» **TESTO**
***
CIVIDALE. La reazione è immediata, inevitabile (amando il cinema, ma anche se gli vuoi soltanto bene): vedi quell’uomo, mister John Malkovich from Illinois, e ti si stampa in testa il Visconte Sébastien di Valmont de Le relazioni pericolose.
Donnaiolo seriale, un Casanova per capirci, di fascino irriverente. Che film, ragazzi. Anche a lui, John medesimo, andò di lusso, al tempo (fine degli Ottanta). Ne fece crollare una importante, di femmina, e pure lontano dal set: Michelle Pfeiffer.
Ma questo è gossip ormai rattrappito. Quello che invece ora ci importa è la versione contemporanea dell’attore che debuttò in teatro al fianco di Dustin Hoffman: il Malkovich versione live, che seicento spettatori vedranno dritto negli occhi dalle loro poltroncine di piazza Duomo, nell’evento degli eventi Mittelfest: Report on The Blind, venerdì 21, alle 22.
E subito, sempre quell’uomo, ci spiazza. «La nostra vita? È l’incubo di Dio, quando si addormenta, come spesso gli succede. Ma questa è solo un’ipotesi. La prima è che Dio non esista, la seconda che sia un vero bastardo».
Dress code piuttosto casual, con dominazione jeansereccia, uno degli dei pagani della piattaforma hollywoodiana, è atterrato ieri a Bologna e in una saletta dell’aeroporto si è fatto subito ascoltare.
Non casuale la scelta dell’atterraggio: due serate italiane lo vedranno microfonato in scena prima della nostra: una in zona, all’Emilia Romagna Festival, l’altra a Lubiana.
Ovvio che la decisione di scendere tra gli umani e calpestare ruvide tavole è curiosa. La performance è teatral-musicale, maneggia un testo dello scrittore argentino Ernesto Sabato e s’intuisce l’impasto: dittatura, desaparecidos, brutte storie.
«Io non sono un musicista - spiega - e questo lavoro me lo sono curato quasi nota per nota. Il problema è il tempo delle parole, farlo combaciare con l’armonia.
In realtà, già acquistai i diritti del testo per farne un film, poi l’affare non si concluse ed è sempre stata forte la tentazione di aprire il cassetto con questo progetto dentro.
L’attimo fuggente si presentò e, stavolta, non mi sfuggì. Aggiungo: ciò che ascolterete è il risultato di una difficoltosa distillazione: da duecento pagine a quattro».
Report on the Blind è il terzo capitolo del capolavoro di Sabato Sopra eroi e tombe, il cuore oscuro, la discesa nell’abisso.
***
» **ELENCO ATTIVITÀ**
1. Stampa la parte dell'articolo su John Malkovich che si apre con le parole contenenti "Ovvio che la" e si chiude con "questo progetto dentro.".
2. Secondo l'articolo su John Malkovich, di quale scrittore è il testo usato nella performance?
3. Traduci in inglese questa frase dell'articolo su John Malkovich: "Report on the Blind è il terzo capitolo del capolavoro di Sabato Sopra eroi e tombe, il cuore oscuro, la discesa nell’abisso."

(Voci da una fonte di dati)
***
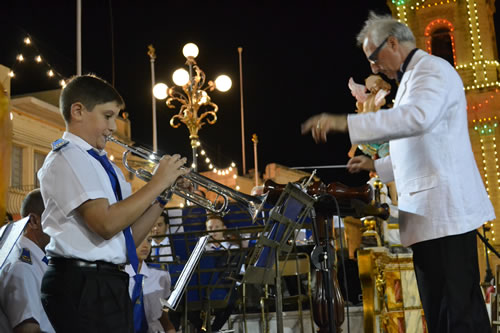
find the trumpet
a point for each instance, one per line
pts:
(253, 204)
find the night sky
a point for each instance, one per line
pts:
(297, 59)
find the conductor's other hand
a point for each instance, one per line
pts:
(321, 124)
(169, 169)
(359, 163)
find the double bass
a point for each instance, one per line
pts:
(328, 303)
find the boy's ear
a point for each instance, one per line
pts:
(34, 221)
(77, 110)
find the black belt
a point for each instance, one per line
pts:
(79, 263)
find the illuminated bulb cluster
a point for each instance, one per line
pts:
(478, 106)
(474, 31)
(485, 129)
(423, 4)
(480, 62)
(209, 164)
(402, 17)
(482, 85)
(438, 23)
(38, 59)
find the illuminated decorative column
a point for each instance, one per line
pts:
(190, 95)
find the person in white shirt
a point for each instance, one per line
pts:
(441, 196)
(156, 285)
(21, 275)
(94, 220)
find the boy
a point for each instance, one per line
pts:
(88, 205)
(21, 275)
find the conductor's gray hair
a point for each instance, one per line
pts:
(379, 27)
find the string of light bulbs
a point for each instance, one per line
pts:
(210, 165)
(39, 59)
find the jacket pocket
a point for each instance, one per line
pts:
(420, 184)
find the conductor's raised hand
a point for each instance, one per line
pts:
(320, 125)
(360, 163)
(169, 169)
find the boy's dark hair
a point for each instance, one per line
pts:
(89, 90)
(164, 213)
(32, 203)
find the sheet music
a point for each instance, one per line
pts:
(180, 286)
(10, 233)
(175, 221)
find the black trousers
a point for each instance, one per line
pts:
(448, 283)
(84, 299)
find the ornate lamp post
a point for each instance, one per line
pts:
***
» **RISPOSTE PER ATTIVITÀ**
1.
Ovvio che la decisione di scendere tra gli umani e calpestare ruvide tavole è curiosa. La performance è teatral-musicale, maneggia un testo dello scrittore argentino Ernesto Sabato e s’intuisce l’impasto: dittatura, desaparecidos, brutte storie.
«Io non sono un musicista - spiega - e questo lavoro me lo sono curato quasi nota per nota. Il problema è il tempo delle parole, farlo combaciare con l’armonia.
In realtà, già acquistai i diritti del testo per farne un film, poi l’affare non si concluse ed è sempre stata forte la tentazione di aprire il cassetto con questo progetto dentro.

2. Dello scrittore argentino Ernesto Sabato.

3. Report on the Blind is the third chapter of Sabato's masterpiece Sopra eroi e tombe, the dark heart, the descent into the abyss.